__Exercise tasks__.
1. Please explain, using the memoir passage about Southern travel, why the narrator decided not to go on after reaching Charlottesville. Answer in one to three sentences.
2. Carry on the memoir passage about Southern travel, picking up right after its final sentence.

===== Provided passage =====

"I know what you mean! I can tell you what it is. It's cotton seed. Everything tastes of cotton seed in this country. They feed their cows on it, and their chickens. Everything tastes of it; eggs, butter, biscuits, milk!"

This was true. The only thing, it seems, that could not be raised on cotton seed was fruit; and unfortunately it was not a fruit season when I was there.

The recollection of this trip necessitates my saying a little something of Southern hospitality. I was not satisfied with any of the arrangements that had been made for me. I had also taken a severe cold, and, when we reached Charlottesville, where we were to give a concert, I said I would not go on. This brought matters to a climax. I simply would not and could not sing in the condition I was; and declared I would not be subjected to any such treatment at the insistence of the management. The end of it was that I took my maid and started for New York.

The trip at first promised to be a very uncomfortable one. Travelling accommodations were poor; food was difficult to obtain, and I was nearly ill. At one point, where the opening of a new bridge had just taken place, we stopped, and I noticed a private car attached to our train, which I coveted. Imagine my gratitude and pleasure, therefore, when the porter presently came to me and said courteously that "Colonel Cawyter" sent his compliments and invited me into his private car. I accepted, of course. But this was not all. As I was making inquiries about train connections and facilities for food, of one of the gentlemen in the car, he realised what was before me, and said that I could go to his home where his wife would care for me. I protested, but he insisted and gave me his card. When we reached the station, I took a carriage and drove to the house, where I was received very courteously. It was a simple household of a mother, grandmother, and children, and they had already lunched when I got there. But they piled on more coal, and in a very short time made me a lunch that was simply delicious—all so easily, simply, and naturally, in spite of the haphazard fashion in which they seemed to live, as to quite win my admiration. And this incident of Southern hospitality enabled me to proceed on my way nourished and restored.

Another incident that I recall was of a similar nature in its fundamental kindness. I had no money with which to pay for my berth, and was asking the conductor if there was anyone who would cash a check for me, when a perfect stranger offered me the amount I needed. At first I refused, but finally consented to accept the loan in the same spirit in which it had been offered.

===== Records provided =====

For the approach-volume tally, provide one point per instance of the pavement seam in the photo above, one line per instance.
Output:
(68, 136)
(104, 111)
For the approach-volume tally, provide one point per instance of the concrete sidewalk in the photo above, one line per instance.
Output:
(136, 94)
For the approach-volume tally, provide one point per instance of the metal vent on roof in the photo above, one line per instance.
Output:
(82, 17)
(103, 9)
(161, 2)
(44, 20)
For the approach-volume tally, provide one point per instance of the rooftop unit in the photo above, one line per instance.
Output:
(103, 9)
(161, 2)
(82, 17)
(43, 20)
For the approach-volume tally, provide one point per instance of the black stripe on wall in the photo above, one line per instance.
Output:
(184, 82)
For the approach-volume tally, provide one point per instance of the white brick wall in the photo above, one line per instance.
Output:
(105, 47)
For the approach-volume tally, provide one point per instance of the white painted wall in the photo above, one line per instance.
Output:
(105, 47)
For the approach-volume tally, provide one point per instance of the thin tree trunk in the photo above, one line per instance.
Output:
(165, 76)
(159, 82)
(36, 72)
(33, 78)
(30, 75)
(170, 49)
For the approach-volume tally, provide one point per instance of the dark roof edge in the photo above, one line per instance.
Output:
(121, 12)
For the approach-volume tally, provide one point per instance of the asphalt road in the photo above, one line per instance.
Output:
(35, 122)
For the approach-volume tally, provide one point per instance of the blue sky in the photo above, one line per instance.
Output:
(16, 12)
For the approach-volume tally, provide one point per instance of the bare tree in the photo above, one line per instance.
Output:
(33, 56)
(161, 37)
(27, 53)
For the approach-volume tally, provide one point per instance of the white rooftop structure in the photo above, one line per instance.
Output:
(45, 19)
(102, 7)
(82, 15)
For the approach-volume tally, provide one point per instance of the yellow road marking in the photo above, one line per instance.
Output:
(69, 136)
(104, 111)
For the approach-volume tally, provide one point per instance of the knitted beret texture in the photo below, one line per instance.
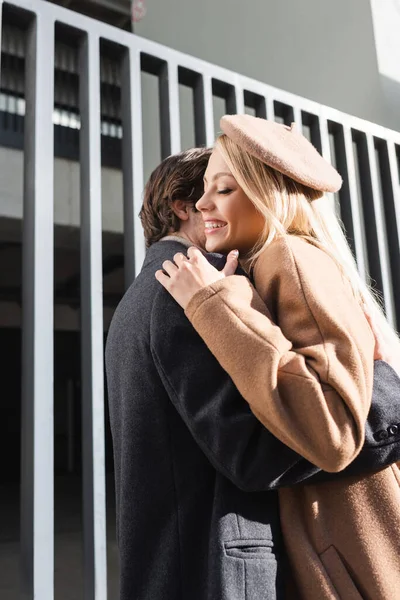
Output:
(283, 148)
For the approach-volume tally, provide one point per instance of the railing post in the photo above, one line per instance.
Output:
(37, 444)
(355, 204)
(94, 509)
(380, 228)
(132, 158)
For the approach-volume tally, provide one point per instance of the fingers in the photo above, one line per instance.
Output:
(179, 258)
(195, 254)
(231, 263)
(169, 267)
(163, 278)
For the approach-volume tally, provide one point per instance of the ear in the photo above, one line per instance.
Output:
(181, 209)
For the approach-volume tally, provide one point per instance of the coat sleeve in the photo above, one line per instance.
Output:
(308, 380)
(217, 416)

=====
===== Records provided =====

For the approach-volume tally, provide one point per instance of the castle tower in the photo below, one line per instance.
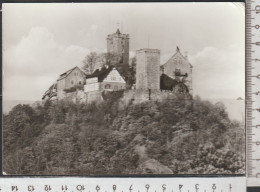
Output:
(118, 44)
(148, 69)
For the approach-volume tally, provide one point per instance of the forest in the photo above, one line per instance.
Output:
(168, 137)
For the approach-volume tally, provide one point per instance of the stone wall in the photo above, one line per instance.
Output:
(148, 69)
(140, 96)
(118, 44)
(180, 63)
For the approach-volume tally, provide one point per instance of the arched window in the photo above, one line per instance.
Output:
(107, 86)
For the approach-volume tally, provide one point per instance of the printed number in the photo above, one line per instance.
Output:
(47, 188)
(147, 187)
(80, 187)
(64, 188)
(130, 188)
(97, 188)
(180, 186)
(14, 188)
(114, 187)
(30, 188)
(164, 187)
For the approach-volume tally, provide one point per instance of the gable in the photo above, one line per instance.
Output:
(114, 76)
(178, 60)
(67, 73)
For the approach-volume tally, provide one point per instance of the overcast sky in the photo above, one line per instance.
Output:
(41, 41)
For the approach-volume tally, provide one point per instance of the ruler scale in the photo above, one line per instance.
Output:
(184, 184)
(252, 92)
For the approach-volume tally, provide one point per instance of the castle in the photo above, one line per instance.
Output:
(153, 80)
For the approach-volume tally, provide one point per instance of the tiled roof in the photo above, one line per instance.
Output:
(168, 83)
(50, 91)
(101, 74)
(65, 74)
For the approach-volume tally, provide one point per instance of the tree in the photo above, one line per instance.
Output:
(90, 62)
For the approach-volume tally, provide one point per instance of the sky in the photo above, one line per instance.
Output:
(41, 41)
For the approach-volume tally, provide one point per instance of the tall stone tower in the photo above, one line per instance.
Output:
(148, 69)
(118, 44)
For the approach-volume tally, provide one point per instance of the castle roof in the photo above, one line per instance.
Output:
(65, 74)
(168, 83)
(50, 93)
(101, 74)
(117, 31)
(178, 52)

=====

__Per-task answers__.
1. The narrator was unhappy with all the arrangements made for the trip and had also caught a severe cold. Feeling unable to sing in that condition, the narrator refused to be subjected to such treatment at the management's insistence, so the narrator took a maid and left for New York.

2.
On the reorganised version of this trip we went down into Texas, giving concerts in Waco, Dallas, Cheyenne, San Antonio, and Galveston, among other places. This was before the wonderful railroad had been built that runs for miles through the water; and before the tidal wave that wiped the old Galveston out of existence. At Cheyenne, I remember, we had to ford a river to keep our engagement. At Waco a negro was found under the bed of one of the company; a bridge was burning; and a posse of men, with bloodhounds, was starting out to track the incendiaries. I remember speaking there with a negro woman who had a white child in her charge. The child was busily chewing gum and the woman told me that often the child would put her hand on her jaw saying, "Oh, I'm so tired!" But she could not be induced to stop chewing! At Dallas we sang in a hall that had a tin roof, and, during the concert, a terrific thunderstorm came on, so that I had to stop singing. This is the only time, I believe, that the elements ever succeeded in drowning me out. I never before had seen adobe houses, and I found San Antonio very interesting, and drove as far as I could along the road of the old Spanish Missions that maintain the traditions and aspects of the Spanish in the New World. The Southern theatres are the dirtiest places that can be imagined; and I recall eating opossum that was served to us with great pride by my waiter.

From this time on I did not contemplate any long engagements. I did not care for them, although I sometimes went to places to sing—and to collect pewter!

I never formally retired from public life, but quietly stopped when it seemed to me the time had come. It was a Kansas City newspaper reporter who incidentally brought home to me the fact that I was no longer very young. I had a few grey hairs, and, after an interview granted to this representative of the press—a woman, by the way—I found, on reading the interview in print the next day, that my grey hairs had been mentioned.

"They'll find that my voice is getting grey next," I said to myself.

I really wanted to stop before everybody would be saying, "You ought to have heard her sing ten years ago!"